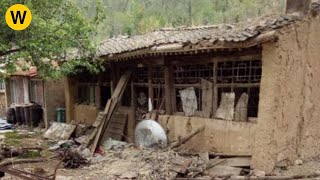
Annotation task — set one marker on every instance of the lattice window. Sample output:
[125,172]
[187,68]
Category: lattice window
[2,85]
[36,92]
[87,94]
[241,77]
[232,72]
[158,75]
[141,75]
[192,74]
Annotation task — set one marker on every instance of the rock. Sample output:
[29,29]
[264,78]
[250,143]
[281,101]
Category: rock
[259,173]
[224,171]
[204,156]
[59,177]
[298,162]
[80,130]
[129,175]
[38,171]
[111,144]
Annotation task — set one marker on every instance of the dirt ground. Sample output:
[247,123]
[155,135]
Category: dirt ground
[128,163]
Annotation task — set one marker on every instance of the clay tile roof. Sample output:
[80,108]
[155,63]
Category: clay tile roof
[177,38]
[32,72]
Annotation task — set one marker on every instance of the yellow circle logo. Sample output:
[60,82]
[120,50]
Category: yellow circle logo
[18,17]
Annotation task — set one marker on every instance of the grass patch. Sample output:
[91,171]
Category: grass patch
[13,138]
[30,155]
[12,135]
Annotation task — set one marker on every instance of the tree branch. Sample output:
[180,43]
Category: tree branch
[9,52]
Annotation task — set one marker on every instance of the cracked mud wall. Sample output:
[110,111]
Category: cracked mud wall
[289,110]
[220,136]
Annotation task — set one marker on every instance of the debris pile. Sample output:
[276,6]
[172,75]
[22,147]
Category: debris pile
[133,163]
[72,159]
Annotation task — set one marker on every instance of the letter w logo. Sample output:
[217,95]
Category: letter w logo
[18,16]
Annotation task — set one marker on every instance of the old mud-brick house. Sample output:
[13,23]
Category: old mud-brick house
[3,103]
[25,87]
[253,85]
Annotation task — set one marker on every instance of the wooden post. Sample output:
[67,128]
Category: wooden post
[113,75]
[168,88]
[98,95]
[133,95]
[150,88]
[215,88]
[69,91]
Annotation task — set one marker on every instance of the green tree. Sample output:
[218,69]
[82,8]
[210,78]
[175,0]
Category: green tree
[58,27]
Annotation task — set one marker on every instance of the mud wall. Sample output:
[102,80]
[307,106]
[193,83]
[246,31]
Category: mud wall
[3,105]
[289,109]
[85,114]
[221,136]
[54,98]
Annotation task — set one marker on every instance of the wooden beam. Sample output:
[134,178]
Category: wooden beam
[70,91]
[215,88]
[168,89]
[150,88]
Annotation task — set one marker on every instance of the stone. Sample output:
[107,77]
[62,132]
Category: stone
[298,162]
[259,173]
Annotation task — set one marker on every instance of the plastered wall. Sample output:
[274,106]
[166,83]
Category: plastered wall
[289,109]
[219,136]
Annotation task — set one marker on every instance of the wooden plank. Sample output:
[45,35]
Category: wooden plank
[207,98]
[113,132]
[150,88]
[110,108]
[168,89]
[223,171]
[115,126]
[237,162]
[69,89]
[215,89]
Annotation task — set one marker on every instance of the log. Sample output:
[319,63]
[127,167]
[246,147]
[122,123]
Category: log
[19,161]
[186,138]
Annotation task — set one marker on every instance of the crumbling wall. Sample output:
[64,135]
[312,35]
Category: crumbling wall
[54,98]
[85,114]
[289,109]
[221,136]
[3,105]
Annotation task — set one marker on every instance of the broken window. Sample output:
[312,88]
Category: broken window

---

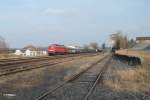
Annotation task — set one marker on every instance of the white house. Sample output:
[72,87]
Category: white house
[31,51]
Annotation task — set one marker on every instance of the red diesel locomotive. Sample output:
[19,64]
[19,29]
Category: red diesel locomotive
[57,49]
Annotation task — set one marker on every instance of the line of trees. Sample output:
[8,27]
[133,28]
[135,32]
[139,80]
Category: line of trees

--

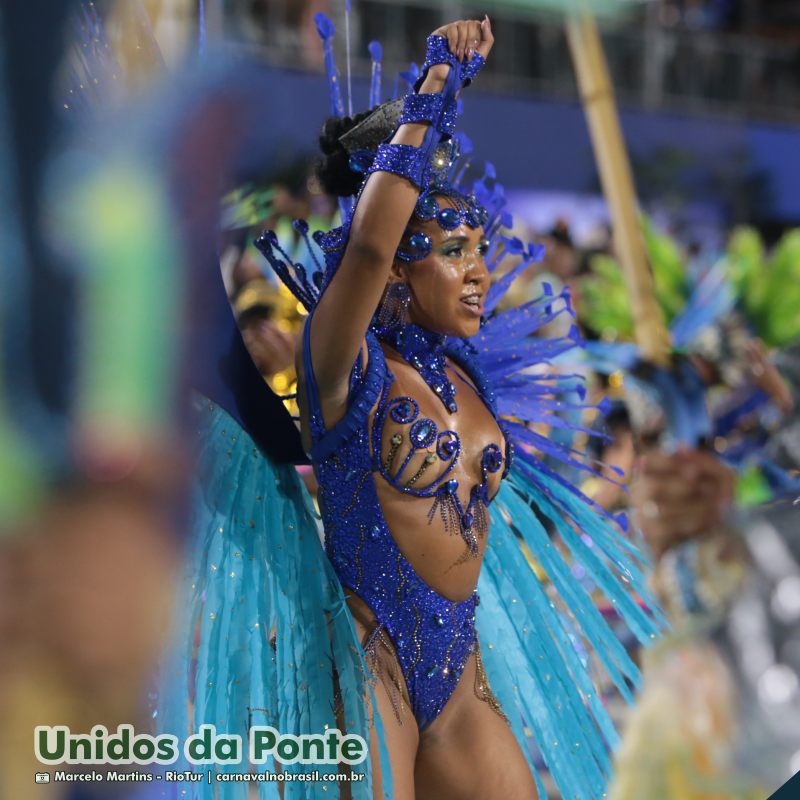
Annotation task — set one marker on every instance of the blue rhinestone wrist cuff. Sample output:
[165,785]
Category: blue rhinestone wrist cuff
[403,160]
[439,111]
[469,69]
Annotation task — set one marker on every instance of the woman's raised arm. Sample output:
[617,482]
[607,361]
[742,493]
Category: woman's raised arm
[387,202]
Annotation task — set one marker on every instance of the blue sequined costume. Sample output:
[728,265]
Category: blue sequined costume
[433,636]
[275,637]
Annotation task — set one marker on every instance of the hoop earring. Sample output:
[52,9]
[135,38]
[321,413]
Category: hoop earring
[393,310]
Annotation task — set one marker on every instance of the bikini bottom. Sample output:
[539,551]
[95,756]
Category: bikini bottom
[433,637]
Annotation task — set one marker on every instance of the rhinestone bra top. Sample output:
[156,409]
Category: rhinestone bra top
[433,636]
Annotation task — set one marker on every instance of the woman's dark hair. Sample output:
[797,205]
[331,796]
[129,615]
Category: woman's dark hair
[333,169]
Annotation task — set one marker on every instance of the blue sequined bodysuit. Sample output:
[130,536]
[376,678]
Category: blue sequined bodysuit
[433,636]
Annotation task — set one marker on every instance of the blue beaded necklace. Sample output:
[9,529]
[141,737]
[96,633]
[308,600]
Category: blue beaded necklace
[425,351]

- _What the task asks_
Count the lines in the data that contain the word "rock", and give only the number.

- _Exercise solution_
2